Descrizione del problema: Nel brano sull'edilizia illegale a Roma, che nome hanno i borghi abusivi degli immigrati tra la fine dell'Ottocento e i primi del Novecento?

Brano:
────────

Fra la fine dell’Ottocento e i primi del Novecento, quando la popolazione della capitale è già più che raddoppiata rispetto a quella del 1870 e veleggia oltre il mezzo milione di abitanti, i borghi abusivi degli immigrati (manovali, muratori, scaricatori, popolo minuto) si chiamano “villaggi abissini”. Nei borghetti, ha scritto Mario Sanfilippo nel suo esemplare volume Le tre città di Roma, uscito da Laterza nel 1993, “si rifugiano i nuovi immigrati poveri, attratti dalla ‘febbre edilizia’, ma anche gli espulsi dalla città regolare e coloro che possono costruirsi soltanto un riparo di fortuna”. Sono gli effetti dei grandi sventramenti umbertini che Mussolini riprenderà potenziandoli, fra via dell’Impero, corso Rinascimento, Spina di Borgo, Augusteo e creando le prime borgate del regime, a cominciare da Primavalle. Nel 1911 si contano già almeno una trentina di insediamenti precari. È cominciata a Roma la lunga e dolorosa storia dell’edilizia illegale la quale ha per decenni, fino agli anni Settanta del Novecento, una radice e una ragione sociale profonda. Sulla capitale si rovesciano infatti masse di immigrati – anche centomila all’anno un quarantennio fa – che vengono dal Lazio interno misero e affamato, dal Sud, in particolare da Campania e Sicilia.

────────

Dati di origine:

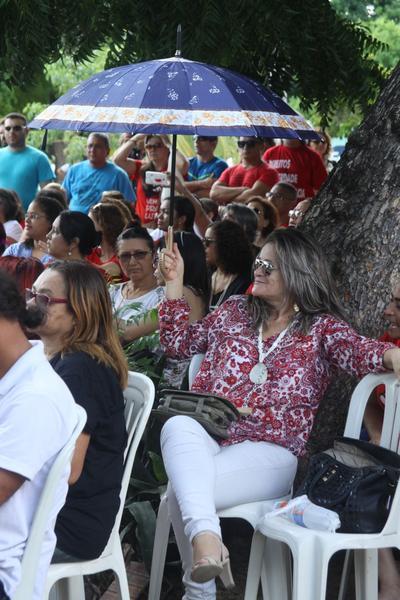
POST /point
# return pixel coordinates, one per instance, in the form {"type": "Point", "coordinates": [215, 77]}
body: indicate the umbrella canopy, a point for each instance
{"type": "Point", "coordinates": [174, 96]}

────────

Risposta: Si chiamano "villaggi abissini".